Trecho do texto ▸
┌──

Em “It’s Not Goodbye”, Chang estava de volta ao Brasil depois de uma viagem a Londres, onde “resolveu várias questões da vida”. No lugar onde ficou hospedada, entravam feixes de luz. O mar escuro como um rio é uma homenagem ao Tamisa. Era um momento de dúvida.
Outra obra exposta em “Zenith”, como foi batizada a mostra na Millan, traz pela primeira vez elementos timidamente vivos às suas telas no caso, uma planta rasteira sobre a neve em “Another Second of My Life”, outro segundo de minha vida. As flores prestes a desabrochar dão o sinal para, quem sabe, mais elementos vivos em obras futuras.
A última grande transição em sua obra, Chang lembra, foi quando deixou de pintar em algodão para fazer da seda a sua tela. Descobriu a maciez do tecido por acaso, na falta do outro, quando pegou uma sobra de sua mãe para pintar. As duas moravam juntas, e sua mãe sempre gostou de costurar.

└──

Entradas de apontamento de objetos rotulados ▸
┌──

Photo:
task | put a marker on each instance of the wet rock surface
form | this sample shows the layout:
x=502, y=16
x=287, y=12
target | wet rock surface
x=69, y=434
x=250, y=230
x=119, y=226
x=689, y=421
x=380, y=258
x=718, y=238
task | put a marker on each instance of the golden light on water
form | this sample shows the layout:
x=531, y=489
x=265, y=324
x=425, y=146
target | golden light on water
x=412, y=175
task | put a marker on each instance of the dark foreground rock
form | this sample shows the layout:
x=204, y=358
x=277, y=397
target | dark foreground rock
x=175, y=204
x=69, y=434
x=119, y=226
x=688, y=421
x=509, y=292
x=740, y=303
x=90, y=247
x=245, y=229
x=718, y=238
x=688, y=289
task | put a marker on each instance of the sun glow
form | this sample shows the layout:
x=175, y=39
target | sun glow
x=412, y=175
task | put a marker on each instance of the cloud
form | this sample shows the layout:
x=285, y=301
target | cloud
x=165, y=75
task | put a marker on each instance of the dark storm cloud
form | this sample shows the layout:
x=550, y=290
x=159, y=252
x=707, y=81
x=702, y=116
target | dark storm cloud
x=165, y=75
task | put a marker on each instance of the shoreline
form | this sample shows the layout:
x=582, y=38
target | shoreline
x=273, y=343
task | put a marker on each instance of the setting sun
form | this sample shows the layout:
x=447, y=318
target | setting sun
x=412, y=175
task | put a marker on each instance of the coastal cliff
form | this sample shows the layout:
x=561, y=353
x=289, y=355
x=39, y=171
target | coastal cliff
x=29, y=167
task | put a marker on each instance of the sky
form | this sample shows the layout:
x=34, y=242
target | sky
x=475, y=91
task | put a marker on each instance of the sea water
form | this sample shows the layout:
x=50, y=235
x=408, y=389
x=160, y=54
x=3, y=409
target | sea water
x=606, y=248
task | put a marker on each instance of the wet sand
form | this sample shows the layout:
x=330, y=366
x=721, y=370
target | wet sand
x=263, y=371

└──

Tarefa a cumprir ▸ Segundo o trecho sobre a obra de Chang, em que tecido ela passou a pintar depois de deixar o algodão?

Solução do exercício ▸ Na seda.